**TASK PROMPT:** Pictures within the data are to be left out; everything else must be reproduced exactly.

(Pointing dataset records)
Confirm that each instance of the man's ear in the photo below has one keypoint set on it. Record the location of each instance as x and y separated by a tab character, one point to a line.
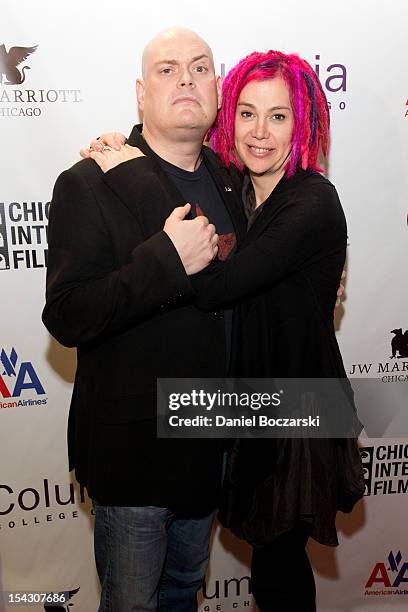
219	94
140	90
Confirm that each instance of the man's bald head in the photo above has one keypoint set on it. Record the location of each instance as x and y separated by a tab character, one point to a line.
179	92
166	39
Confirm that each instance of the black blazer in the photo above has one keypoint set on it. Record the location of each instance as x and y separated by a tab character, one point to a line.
117	290
284	280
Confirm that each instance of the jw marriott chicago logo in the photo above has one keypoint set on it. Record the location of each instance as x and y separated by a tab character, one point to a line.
16	101
10	62
392	369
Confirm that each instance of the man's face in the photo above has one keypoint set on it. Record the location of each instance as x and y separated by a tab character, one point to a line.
179	93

**PROBLEM SOLUTION:**
Confirm that each instance of the man's ear in the photo below has one keypoint set on it. Record the location of each instance as x and y separated by a tab character, one point to a line.
219	94
140	90
Confirm that each instance of the man's bald head in the photo above has one keypoint set on it. Record the location of each instance as x and y separated by a tab character, one point to a line.
179	92
166	39
Confirm that each instance of the black blazer in the photo above has one keypoint set on it. Record the location of each instance as x and y separated by a tab character, one point to a line.
117	290
284	280
Confirm that each instance of the jw marriott chicago logo in the photo above has one keypoint set on it. Record the location of each instance as x and y separated by a tab character, one point to a line.
16	101
10	62
392	369
Confirm that each instance of the man's face in the photo above has one keypoint set on it. Record the location of each instance as x and y separated by a tab character, one point to a line.
179	93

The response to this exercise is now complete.